═══ Data ═══

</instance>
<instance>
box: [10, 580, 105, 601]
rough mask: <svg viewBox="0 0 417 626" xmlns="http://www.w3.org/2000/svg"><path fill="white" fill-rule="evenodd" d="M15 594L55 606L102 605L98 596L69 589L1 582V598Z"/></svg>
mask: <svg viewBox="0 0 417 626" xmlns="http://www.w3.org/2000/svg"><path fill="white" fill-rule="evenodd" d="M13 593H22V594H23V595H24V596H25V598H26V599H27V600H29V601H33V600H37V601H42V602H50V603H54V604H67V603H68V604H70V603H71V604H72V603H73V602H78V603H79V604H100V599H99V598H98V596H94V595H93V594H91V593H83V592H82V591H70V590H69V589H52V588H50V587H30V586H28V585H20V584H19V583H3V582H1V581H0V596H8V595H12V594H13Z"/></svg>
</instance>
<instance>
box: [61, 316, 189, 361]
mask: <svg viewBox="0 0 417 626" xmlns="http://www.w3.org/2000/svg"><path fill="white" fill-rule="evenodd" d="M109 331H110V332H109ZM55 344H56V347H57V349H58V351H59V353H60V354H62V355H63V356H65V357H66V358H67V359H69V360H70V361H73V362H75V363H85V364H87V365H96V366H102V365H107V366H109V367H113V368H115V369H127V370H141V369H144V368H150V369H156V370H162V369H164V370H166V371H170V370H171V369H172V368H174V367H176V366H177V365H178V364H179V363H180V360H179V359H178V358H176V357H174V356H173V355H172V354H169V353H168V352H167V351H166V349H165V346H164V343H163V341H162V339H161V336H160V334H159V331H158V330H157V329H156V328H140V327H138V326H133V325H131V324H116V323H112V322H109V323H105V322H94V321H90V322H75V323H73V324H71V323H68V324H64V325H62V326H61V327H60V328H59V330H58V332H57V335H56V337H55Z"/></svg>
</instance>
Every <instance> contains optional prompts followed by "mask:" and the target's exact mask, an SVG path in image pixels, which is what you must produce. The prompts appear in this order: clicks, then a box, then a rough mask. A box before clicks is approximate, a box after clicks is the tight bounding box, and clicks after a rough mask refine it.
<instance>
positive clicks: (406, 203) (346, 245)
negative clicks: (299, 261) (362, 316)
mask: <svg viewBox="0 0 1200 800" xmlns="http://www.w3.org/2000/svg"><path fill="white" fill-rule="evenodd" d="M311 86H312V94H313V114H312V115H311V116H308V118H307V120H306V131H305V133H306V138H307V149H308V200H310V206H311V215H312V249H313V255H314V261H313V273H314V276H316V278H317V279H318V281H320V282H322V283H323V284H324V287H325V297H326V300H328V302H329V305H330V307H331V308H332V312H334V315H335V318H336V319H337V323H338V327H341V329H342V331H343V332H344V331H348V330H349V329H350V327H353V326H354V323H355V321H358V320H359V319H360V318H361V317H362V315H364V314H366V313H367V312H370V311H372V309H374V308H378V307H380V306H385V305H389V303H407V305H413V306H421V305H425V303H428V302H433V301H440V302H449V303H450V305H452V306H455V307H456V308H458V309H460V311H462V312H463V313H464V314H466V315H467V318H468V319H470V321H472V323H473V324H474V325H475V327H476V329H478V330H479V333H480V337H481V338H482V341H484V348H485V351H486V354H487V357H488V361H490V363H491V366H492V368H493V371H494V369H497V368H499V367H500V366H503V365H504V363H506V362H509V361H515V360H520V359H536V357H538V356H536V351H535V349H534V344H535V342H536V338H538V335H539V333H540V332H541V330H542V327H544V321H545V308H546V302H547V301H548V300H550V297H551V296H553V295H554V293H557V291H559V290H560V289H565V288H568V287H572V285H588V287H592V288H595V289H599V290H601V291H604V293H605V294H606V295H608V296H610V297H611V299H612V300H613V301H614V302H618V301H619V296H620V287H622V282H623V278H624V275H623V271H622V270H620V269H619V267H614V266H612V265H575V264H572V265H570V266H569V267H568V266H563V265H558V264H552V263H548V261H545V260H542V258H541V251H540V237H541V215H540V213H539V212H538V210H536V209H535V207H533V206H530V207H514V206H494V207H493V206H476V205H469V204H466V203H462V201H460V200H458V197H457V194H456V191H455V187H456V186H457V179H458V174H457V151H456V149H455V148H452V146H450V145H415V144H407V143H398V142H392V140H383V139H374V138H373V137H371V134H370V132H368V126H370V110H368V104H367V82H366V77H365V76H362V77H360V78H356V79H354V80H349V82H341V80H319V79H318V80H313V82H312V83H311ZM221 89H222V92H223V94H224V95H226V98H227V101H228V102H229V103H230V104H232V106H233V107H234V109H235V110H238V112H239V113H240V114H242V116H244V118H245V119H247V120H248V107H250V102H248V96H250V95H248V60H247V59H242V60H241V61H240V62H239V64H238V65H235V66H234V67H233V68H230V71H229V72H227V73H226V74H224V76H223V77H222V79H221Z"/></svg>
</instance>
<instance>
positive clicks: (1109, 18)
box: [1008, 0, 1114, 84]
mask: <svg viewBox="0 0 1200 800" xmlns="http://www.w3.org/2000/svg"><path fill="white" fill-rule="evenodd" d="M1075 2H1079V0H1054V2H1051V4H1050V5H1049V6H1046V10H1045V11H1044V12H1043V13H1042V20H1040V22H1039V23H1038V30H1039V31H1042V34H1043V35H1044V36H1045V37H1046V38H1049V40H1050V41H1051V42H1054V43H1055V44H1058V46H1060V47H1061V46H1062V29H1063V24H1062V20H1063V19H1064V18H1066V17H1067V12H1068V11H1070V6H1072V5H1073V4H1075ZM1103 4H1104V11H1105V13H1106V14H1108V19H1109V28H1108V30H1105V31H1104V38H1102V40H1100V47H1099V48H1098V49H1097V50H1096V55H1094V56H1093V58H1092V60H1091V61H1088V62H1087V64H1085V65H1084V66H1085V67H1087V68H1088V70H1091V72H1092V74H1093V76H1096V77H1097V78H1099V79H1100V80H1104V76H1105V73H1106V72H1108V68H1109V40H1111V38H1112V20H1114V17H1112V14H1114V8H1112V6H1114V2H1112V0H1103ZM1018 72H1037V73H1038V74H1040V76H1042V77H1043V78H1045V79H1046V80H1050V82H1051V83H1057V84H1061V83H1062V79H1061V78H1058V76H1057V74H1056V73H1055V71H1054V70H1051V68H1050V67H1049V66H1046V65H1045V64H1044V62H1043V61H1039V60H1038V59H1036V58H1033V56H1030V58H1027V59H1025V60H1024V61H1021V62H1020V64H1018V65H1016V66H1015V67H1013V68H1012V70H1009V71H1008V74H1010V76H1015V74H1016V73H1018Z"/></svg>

═══

Problem statement:
Reproduce the data from its first line through the line containing "rough mask: <svg", including both of those lines and changing nothing.

Exercise output:
</instance>
<instance>
box: [10, 580, 105, 601]
rough mask: <svg viewBox="0 0 417 626" xmlns="http://www.w3.org/2000/svg"><path fill="white" fill-rule="evenodd" d="M15 594L55 606L102 605L98 596L69 589L1 582V598Z"/></svg>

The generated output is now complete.